Requirements » Set down every line of the data below word for word.

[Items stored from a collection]
• • • • •
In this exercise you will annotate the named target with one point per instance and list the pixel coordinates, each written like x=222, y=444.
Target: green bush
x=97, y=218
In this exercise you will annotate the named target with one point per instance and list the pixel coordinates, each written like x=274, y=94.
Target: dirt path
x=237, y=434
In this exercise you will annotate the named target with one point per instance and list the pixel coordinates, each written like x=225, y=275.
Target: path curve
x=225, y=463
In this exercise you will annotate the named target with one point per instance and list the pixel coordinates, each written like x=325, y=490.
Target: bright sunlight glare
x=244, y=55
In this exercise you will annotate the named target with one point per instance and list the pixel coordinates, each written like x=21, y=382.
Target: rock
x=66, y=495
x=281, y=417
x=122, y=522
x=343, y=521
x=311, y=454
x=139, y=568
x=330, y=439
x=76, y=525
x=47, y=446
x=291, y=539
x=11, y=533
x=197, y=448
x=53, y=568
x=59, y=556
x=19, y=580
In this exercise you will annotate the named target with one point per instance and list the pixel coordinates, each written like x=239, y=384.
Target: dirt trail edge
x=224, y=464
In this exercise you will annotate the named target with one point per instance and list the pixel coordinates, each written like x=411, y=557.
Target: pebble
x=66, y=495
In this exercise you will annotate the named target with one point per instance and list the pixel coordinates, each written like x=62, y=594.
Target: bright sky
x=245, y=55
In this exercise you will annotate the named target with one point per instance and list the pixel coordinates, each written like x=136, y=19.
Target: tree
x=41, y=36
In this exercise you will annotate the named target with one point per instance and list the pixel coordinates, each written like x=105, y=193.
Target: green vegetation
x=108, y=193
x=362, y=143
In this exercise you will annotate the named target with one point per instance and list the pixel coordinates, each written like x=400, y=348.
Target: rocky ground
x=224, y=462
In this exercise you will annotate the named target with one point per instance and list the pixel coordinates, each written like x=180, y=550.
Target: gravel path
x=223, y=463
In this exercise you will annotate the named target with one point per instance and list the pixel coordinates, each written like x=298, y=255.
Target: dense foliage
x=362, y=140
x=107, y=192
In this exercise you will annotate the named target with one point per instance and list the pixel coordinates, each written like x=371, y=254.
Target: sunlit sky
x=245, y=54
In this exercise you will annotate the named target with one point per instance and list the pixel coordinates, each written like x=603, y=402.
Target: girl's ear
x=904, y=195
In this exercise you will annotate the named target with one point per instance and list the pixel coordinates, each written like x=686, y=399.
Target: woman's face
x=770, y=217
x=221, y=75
• • • • •
Answer for this exercise »
In this exercise you will annotate the named target with one point per instance and list the pixel coordinates, each written like x=222, y=444.
Target: green bush
x=97, y=218
In this exercise you will annotate the named target with one point per instance and list the pixel coordinates, each written like x=274, y=94.
Target: dirt path
x=237, y=434
In this exercise you will annotate the named target with one point per instance and list the pixel coordinates, each written like x=225, y=275.
Target: path curve
x=225, y=463
In this exercise you will annotate the named target with one point per instance and list the pixel coordinates, each written like x=325, y=490.
Target: bright sunlight glare
x=244, y=55
In this exercise you will annotate the named target with one point per instance and list the pixel coordinates, each written like x=21, y=382.
Target: rock
x=66, y=495
x=281, y=417
x=122, y=522
x=343, y=521
x=311, y=454
x=139, y=568
x=330, y=439
x=76, y=525
x=47, y=446
x=291, y=539
x=11, y=533
x=197, y=448
x=53, y=568
x=59, y=556
x=19, y=580
In this exercise you will annotate the named target with one point per instance and list the pixel coordinates, each written like x=239, y=384.
Target: dirt trail edge
x=224, y=464
In this exercise you will annotate the named target with one point per instance and list the pixel coordinates, each written like x=411, y=557.
Target: pebble
x=66, y=495
In this exercise you will annotate the named target with one point per instance and list the pixel coordinates, each written like x=62, y=594.
Target: bright sky
x=245, y=55
In this exercise you will annotate the named target with one point per instance and list the pixel coordinates, each written like x=136, y=19.
Target: tree
x=41, y=36
In this exercise you will annotate the named target with one point per instance and list the pixel coordinates, each written like x=105, y=193.
Target: green vegetation
x=108, y=193
x=362, y=143
In this exercise you will annotate the named target with one point per instance and list the pixel coordinates, each written like x=400, y=348.
Target: rocky ground
x=224, y=462
In this exercise you will annotate the named target with one point per instance and list the pixel coordinates, each written like x=180, y=550.
Target: gravel path
x=223, y=463
In this exercise you will annotate the named target with one point per instance and list the pixel coordinates, each written like x=298, y=255.
Target: dense foliage
x=362, y=140
x=107, y=192
In this exercise you will annotate the named target with one point per instance and list the pixel coordinates, each written like x=371, y=254.
Target: sunlit sky
x=245, y=54
In this exercise you will annotate the named target with one point per instance and list the pixel coordinates, each written like x=603, y=402.
Target: girl's ear
x=904, y=195
In this exercise you will annotate the named target with one point per instance and list the pixel coordinates, each written like x=686, y=399.
Target: woman's face
x=770, y=217
x=221, y=75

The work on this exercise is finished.